» **Goal**:
Format the lines as a numbered list, from the line with "[mask] sky -> every instance" through the line with "Mark the region of every instance of the sky.", and skip any blank lines.

[Rows from a collection]
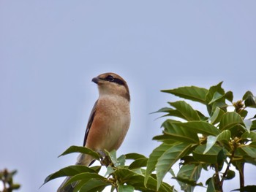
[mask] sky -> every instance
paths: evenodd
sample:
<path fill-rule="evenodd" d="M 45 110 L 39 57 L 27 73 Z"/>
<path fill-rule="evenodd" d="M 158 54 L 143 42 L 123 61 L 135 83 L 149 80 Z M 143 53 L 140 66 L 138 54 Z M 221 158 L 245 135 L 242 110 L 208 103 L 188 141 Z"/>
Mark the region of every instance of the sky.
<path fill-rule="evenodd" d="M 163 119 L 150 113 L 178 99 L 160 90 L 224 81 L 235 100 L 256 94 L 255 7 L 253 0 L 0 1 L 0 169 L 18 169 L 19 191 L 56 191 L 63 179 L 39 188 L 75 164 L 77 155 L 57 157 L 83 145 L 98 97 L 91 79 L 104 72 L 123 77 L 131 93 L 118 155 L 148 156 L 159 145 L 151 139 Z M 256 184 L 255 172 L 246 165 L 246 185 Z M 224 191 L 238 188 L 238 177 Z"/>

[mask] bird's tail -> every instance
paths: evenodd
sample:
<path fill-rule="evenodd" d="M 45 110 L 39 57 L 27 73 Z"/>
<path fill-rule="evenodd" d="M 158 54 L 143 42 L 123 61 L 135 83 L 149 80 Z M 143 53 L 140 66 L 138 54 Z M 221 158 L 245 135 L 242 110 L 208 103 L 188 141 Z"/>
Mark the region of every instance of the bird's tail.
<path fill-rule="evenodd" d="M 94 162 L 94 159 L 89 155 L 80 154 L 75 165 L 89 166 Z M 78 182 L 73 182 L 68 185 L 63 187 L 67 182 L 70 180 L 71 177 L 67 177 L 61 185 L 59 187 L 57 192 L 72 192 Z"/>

* * *

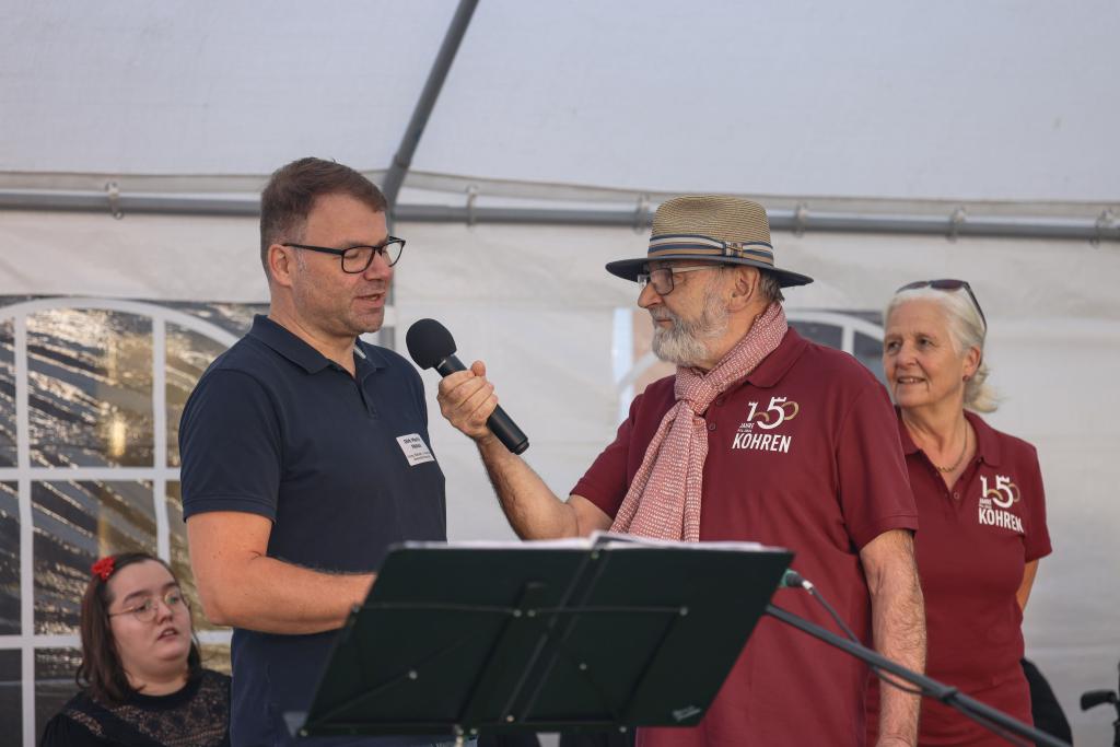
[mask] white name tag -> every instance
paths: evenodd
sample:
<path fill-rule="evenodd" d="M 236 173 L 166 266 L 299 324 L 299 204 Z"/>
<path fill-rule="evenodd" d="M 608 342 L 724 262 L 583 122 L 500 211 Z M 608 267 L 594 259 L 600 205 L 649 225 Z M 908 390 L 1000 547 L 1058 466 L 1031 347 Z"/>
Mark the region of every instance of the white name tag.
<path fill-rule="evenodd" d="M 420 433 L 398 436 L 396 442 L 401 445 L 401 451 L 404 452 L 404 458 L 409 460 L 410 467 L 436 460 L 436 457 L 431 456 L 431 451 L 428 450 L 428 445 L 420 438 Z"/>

» **The reply**:
1. [mask] sky -> every instance
2. paths: evenodd
3. sample:
4. <path fill-rule="evenodd" d="M 45 110 L 39 57 L 27 73 Z"/>
5. <path fill-rule="evenodd" d="M 158 54 L 143 42 L 123 61 L 135 83 L 149 80 Z M 143 53 L 140 66 L 138 54 Z M 221 158 L 245 135 L 242 110 L 208 103 L 188 141 Z"/>
6. Mark the region of every instance of the sky.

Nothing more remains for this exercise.